### Supplied passage
We furthermore showed that this general factor capturing acceptance of science was correlated with another general factor that represented perceived consensus among scientists. That is, the public’s views on science are at least partially driven by the extent to which people perceive agreement among scientists.
This correlation is neither surprising nor entirely new, as other researchers have reported similar results for climate science (although no one has previously reported the involvement of a general factor). It also explains why climate deniers expend considerable effort to negate the existence of that consensus, using the usual array of deceptive techniques such as pseudo-experts, or pointing to unreviewed blog-posts as “evidence” for their contrarian positions.
The second intriguing finding is that when people were explicitly informed about the scientific consensus on climate change, they became significantly more likely to endorse the basic premise of global warming, and they attributed a larger share of the observed warming trend to human CO2 emissions, than people in a control condition who received no such information. This result suggests that consensus information causally contributes to people’s acceptance of scientific propositions.
The final intriguing finding was that the effect of the consensus information was particularly effective for people whose “free-market” worldview predisposed them to reject climate science. It has long been known that personal ideology or “worldview” is a major driver of people’s attitudes towards climate change: the more strongly people endorse a “fundamentalist” view of the free market, the more likely they are to reject climate science. The role of worldview presents a formidable challenge to science communicators because ideology may override any factual information. Worse yet, the provision of factual information may lead to “backfire” effects that reduce—rather than enhance—acceptance of science among people with extreme worldviews.
The fact that in our study, the provision of consensus information attenuated the role of worldview and increased acceptance particularly among people who maximally endorsed the free market may therefore present an avenue to overcome the communication challenge faced by climate scientists.

### Records from a pointing dataset

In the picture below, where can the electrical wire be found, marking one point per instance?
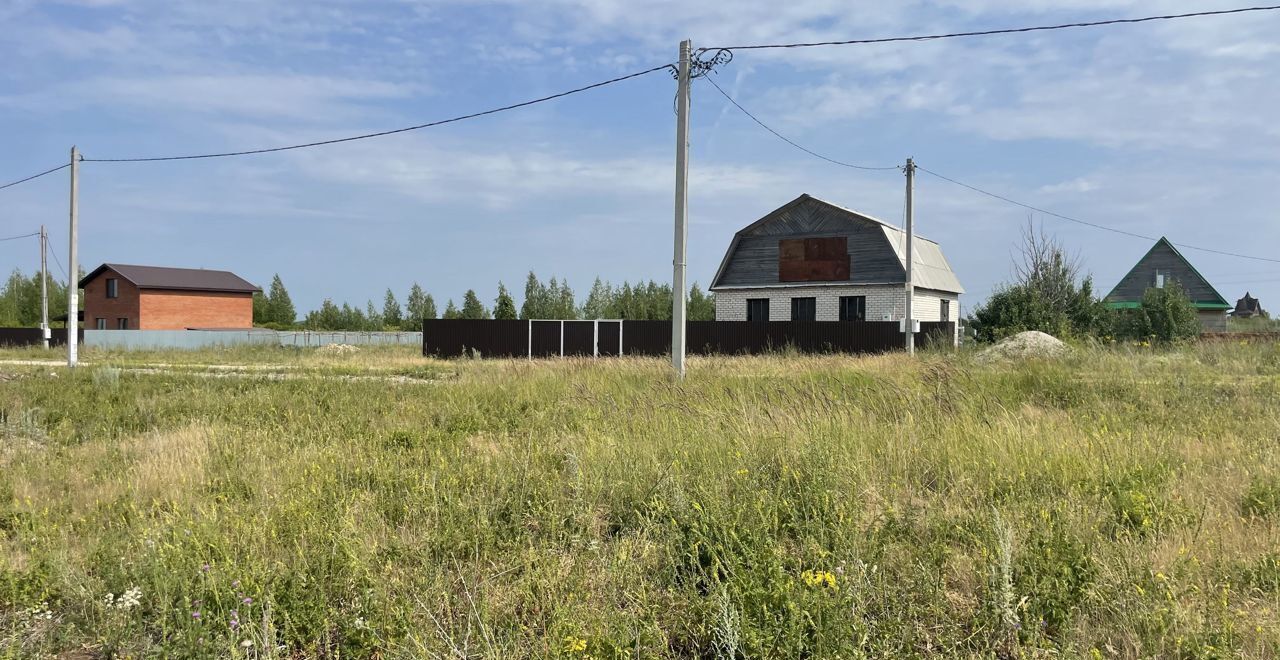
(54, 253)
(789, 141)
(990, 32)
(35, 175)
(380, 133)
(1095, 225)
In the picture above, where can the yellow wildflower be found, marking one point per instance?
(819, 578)
(575, 645)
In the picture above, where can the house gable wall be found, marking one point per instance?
(178, 310)
(882, 302)
(1164, 257)
(126, 305)
(754, 260)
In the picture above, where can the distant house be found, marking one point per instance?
(1157, 267)
(816, 261)
(119, 297)
(1247, 307)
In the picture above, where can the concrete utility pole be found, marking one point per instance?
(44, 285)
(909, 321)
(677, 279)
(73, 269)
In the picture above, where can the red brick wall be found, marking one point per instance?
(174, 310)
(99, 306)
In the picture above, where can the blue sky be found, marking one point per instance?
(1161, 129)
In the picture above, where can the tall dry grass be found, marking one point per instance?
(1112, 503)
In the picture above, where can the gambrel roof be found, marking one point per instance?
(1166, 259)
(877, 248)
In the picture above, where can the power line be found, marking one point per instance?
(1095, 225)
(35, 175)
(789, 141)
(380, 133)
(990, 32)
(54, 253)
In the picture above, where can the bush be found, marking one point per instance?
(1165, 315)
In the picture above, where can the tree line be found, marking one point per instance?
(19, 301)
(542, 299)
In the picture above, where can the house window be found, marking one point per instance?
(853, 307)
(804, 308)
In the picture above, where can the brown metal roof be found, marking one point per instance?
(179, 279)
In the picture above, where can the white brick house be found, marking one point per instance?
(813, 260)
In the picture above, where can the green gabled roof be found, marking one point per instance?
(1216, 302)
(1198, 305)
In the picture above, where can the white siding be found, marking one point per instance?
(882, 302)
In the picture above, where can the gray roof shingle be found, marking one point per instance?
(178, 279)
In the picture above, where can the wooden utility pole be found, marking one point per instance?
(677, 279)
(909, 321)
(73, 269)
(44, 285)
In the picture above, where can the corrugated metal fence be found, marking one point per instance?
(492, 338)
(32, 337)
(193, 339)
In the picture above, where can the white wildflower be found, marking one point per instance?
(129, 599)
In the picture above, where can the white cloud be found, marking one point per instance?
(1074, 186)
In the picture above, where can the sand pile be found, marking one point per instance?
(1029, 344)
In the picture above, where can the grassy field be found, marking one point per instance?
(1118, 503)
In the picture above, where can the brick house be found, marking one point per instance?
(120, 297)
(814, 261)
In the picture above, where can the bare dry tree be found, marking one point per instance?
(1047, 267)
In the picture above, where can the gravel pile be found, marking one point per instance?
(338, 349)
(1029, 344)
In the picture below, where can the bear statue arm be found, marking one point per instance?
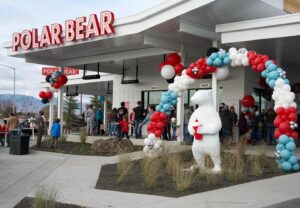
(191, 123)
(213, 126)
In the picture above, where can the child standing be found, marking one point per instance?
(55, 133)
(124, 127)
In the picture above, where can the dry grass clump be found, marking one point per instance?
(45, 197)
(150, 171)
(124, 167)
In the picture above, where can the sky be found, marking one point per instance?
(17, 15)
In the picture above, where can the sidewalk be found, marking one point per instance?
(75, 177)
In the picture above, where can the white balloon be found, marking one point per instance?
(222, 73)
(167, 72)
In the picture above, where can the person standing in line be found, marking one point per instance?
(89, 118)
(122, 111)
(40, 125)
(55, 133)
(99, 120)
(138, 119)
(124, 124)
(114, 122)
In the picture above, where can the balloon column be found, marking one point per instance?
(171, 67)
(217, 62)
(56, 80)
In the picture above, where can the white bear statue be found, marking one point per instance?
(205, 125)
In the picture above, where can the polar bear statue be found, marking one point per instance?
(205, 125)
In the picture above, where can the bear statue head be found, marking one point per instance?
(202, 97)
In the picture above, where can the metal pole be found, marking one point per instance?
(14, 102)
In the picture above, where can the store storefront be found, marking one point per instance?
(129, 50)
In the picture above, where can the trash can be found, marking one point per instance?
(19, 142)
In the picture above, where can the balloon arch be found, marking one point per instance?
(217, 62)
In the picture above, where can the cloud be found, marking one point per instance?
(17, 15)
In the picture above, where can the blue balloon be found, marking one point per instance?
(166, 107)
(273, 75)
(286, 166)
(226, 60)
(286, 81)
(213, 56)
(290, 146)
(222, 54)
(272, 83)
(285, 154)
(268, 63)
(293, 160)
(283, 139)
(296, 167)
(209, 61)
(279, 147)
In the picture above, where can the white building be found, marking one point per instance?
(185, 26)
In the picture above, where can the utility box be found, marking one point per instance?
(19, 142)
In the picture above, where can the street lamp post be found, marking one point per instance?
(14, 106)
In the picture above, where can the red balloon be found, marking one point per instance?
(42, 94)
(295, 135)
(280, 111)
(157, 133)
(277, 134)
(178, 68)
(62, 79)
(48, 95)
(248, 101)
(173, 59)
(277, 122)
(57, 85)
(284, 127)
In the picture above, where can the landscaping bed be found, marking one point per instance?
(76, 148)
(27, 202)
(171, 176)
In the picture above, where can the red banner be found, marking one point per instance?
(67, 71)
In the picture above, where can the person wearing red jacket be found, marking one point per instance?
(124, 127)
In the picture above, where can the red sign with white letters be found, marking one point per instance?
(78, 29)
(67, 71)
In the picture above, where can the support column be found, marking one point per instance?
(51, 114)
(60, 99)
(105, 113)
(180, 110)
(215, 85)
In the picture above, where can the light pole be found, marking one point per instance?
(14, 106)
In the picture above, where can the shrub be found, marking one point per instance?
(150, 171)
(124, 167)
(45, 197)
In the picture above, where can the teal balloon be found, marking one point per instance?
(285, 154)
(217, 62)
(279, 147)
(272, 83)
(222, 54)
(296, 167)
(209, 61)
(283, 139)
(226, 60)
(291, 146)
(213, 56)
(286, 166)
(293, 160)
(273, 75)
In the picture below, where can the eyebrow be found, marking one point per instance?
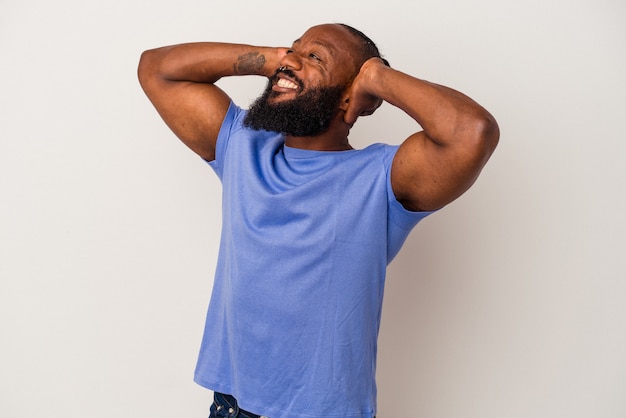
(331, 50)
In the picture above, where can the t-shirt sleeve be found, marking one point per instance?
(229, 125)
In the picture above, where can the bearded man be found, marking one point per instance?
(309, 223)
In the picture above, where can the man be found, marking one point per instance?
(309, 224)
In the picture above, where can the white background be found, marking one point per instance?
(510, 302)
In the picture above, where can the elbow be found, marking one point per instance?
(146, 66)
(486, 134)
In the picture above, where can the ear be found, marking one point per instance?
(345, 100)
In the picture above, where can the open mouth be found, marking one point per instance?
(286, 84)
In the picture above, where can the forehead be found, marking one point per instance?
(334, 38)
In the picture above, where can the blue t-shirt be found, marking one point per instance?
(292, 325)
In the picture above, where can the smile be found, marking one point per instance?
(286, 84)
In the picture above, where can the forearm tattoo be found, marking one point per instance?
(249, 63)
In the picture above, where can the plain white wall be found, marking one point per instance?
(510, 302)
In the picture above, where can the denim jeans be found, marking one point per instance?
(225, 406)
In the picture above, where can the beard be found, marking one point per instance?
(309, 114)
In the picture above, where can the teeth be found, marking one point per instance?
(286, 84)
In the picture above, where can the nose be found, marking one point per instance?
(291, 60)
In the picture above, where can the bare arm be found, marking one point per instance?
(179, 81)
(435, 166)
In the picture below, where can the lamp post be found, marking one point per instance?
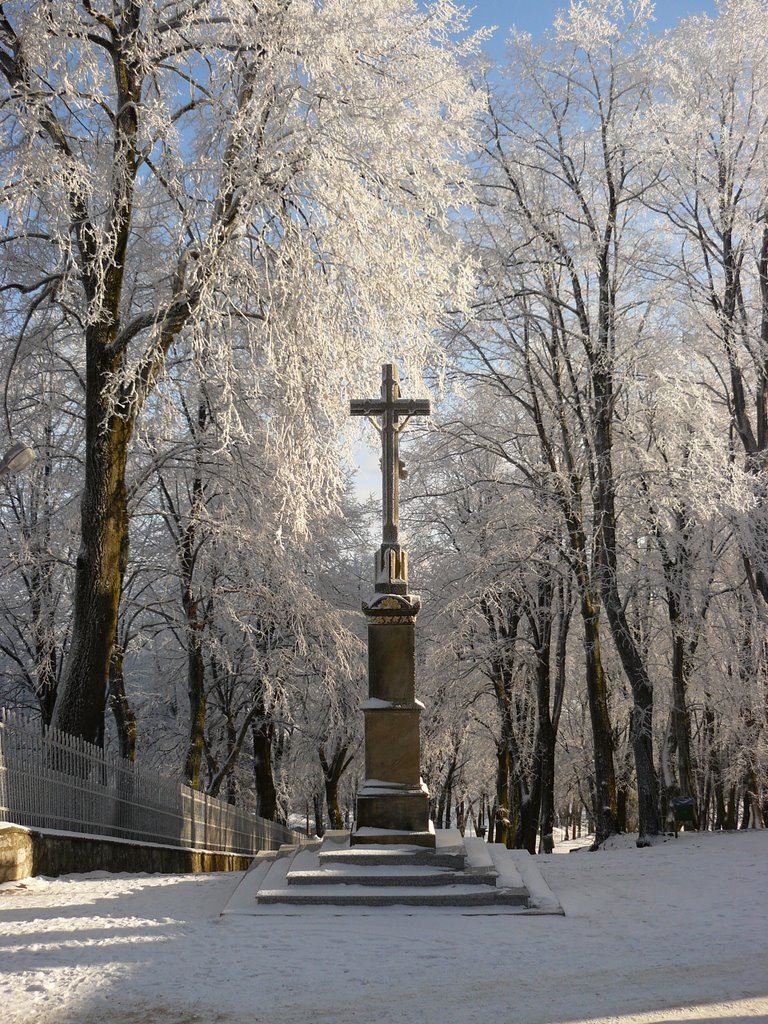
(16, 458)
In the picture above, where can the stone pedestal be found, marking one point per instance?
(393, 803)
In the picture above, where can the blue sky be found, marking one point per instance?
(536, 15)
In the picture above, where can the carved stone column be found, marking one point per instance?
(393, 803)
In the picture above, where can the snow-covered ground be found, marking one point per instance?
(676, 932)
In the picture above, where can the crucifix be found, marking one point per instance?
(391, 562)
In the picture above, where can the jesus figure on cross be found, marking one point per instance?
(391, 560)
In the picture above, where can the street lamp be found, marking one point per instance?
(16, 458)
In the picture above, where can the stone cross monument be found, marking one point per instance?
(393, 803)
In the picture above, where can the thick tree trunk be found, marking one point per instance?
(125, 720)
(81, 704)
(266, 792)
(501, 813)
(602, 734)
(333, 768)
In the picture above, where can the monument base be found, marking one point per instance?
(393, 814)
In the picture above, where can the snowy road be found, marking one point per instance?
(677, 932)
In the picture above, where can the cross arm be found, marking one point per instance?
(367, 407)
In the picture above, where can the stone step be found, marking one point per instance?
(411, 876)
(380, 856)
(394, 896)
(449, 851)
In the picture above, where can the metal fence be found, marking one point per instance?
(57, 781)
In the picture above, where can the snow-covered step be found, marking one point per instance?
(389, 875)
(353, 895)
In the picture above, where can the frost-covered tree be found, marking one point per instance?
(258, 189)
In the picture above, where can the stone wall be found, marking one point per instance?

### To be done
Copy out, word for word, the part of the passage on scientific consensus that opens with the words containing "The second intriguing" and closes with "of scientific propositions.". These entries come from a different source than the passage on scientific consensus.

### Result of this task
The second intriguing finding is that when people were explicitly informed about the scientific consensus on climate change, they became significantly more likely to endorse the basic premise of global warming, and they attributed a larger share of the observed warming trend to human CO2 emissions, than people in a control condition who received no such information. This result suggests that consensus information causally contributes to people’s acceptance of scientific propositions.